## WHAT IS EXPECTED:
Leave out the pictures, and quote exactly the lines running from the one with "point per instance: sundew" through the last line of the entries below.
◇ ◇ ◇
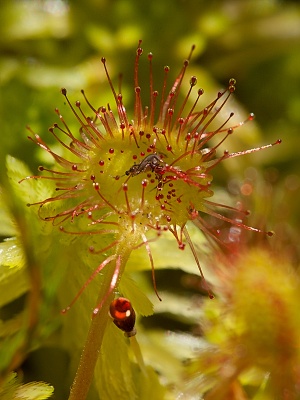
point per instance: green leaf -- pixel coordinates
(13, 277)
(34, 391)
(11, 389)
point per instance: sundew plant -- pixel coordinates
(126, 180)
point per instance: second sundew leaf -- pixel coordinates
(139, 300)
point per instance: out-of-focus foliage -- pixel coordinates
(49, 44)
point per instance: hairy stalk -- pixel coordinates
(91, 350)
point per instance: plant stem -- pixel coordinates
(91, 350)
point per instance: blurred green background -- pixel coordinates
(49, 44)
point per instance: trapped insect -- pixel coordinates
(149, 163)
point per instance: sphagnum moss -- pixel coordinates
(134, 179)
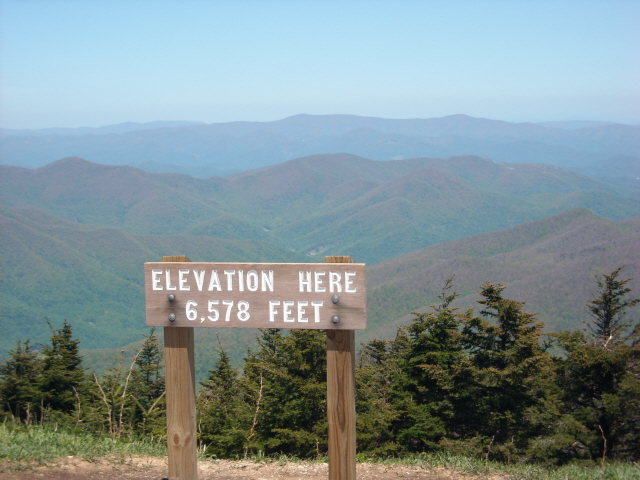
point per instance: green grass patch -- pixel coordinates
(489, 469)
(23, 446)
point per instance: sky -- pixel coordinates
(92, 63)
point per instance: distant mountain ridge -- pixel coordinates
(548, 263)
(74, 234)
(107, 129)
(347, 204)
(215, 149)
◇ ◇ ◇
## ANSWER TO THIS TASK:
point per instance: sundew plant -- pixel coordinates
(126, 180)
point per instance: second sundew leaf -- pixel coordinates
(139, 300)
point per instance: out-of-focus foliage -- pixel coordinates
(49, 44)
point per instance: hairy stalk -- pixel coordinates
(91, 350)
point per instance: plant stem -- pixel coordinates
(91, 350)
point per instance: blurred green background -- pixel coordinates
(49, 44)
point per instance: trapped insect -- pixel coordinates
(149, 163)
point per instance: sphagnum moss -- pixel coordinates
(134, 179)
point per instance: green grass patch -- pixel coordinates
(489, 469)
(23, 446)
point per instance: sky -- pixel coordinates
(92, 63)
point per instance: distant mountain ridge -- pixel coordinates
(548, 263)
(74, 234)
(107, 129)
(347, 204)
(215, 149)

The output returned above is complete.